── Segmento di testo

I termini ideologici della questione che scuote l’Europa da quando è esplosa  la tragedia del coronavirus hanno assunto piena chiarezza alla fine della seconda settimana di marzo quando,  dapprima un autorevole esperto tecnico del governo britannico, poi l’arrogante presidente francese hanno fatto trapelare la linea che i loro governi intendono seguire. Si tratta, in entrambi i casi, di una linea finalizzata alla “difesa della razza”.

È diventato infatti  ufficiale che, per gli  altezzosi governanti di queste due ex-grandi potenze, la risposta alla minaccia coronavirus non va impostata  negli stessi termini dell’alternativa cui si trovano di fronte ai debolissimi personaggi che governano oggi l’Italia.  Non si tratterebbe, infatti, – come si crede a Roma – di scegliere tra, da un lato, dare risposta agli scienziati e a quelli che sono in prima linea nella lotta contro il morbo, e che chiedono l’immediata e totale chiusura di ogni attività per rallentare la progressione del contagio e, dall’altro lato, le pressioni – cui Conte appare particolarmente sensibile – di patrons e bottegai perché si vada avanti con business as usual. No! A Londra ed a Parigi prevalgono un approccio diverso e un altro orientamento, fondato sul concetto  della selezione naturale e della sopravvivenza del più forte.

────
── Estratto dei dati

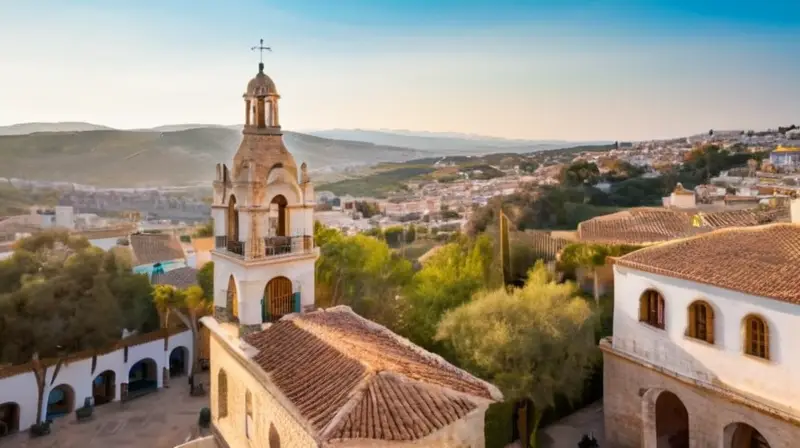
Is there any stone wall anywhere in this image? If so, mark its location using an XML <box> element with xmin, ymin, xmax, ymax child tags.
<box><xmin>210</xmin><ymin>336</ymin><xmax>317</xmax><ymax>448</ymax></box>
<box><xmin>603</xmin><ymin>347</ymin><xmax>800</xmax><ymax>448</ymax></box>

────

- **Operazione richiesta**
Nel segmento di testo sul coronavirus, su quale concetto si fonda l'approccio che prevale a Londra e a Parigi?

- **Risultato**
Sul concetto della selezione naturale e della sopravvivenza del più forte.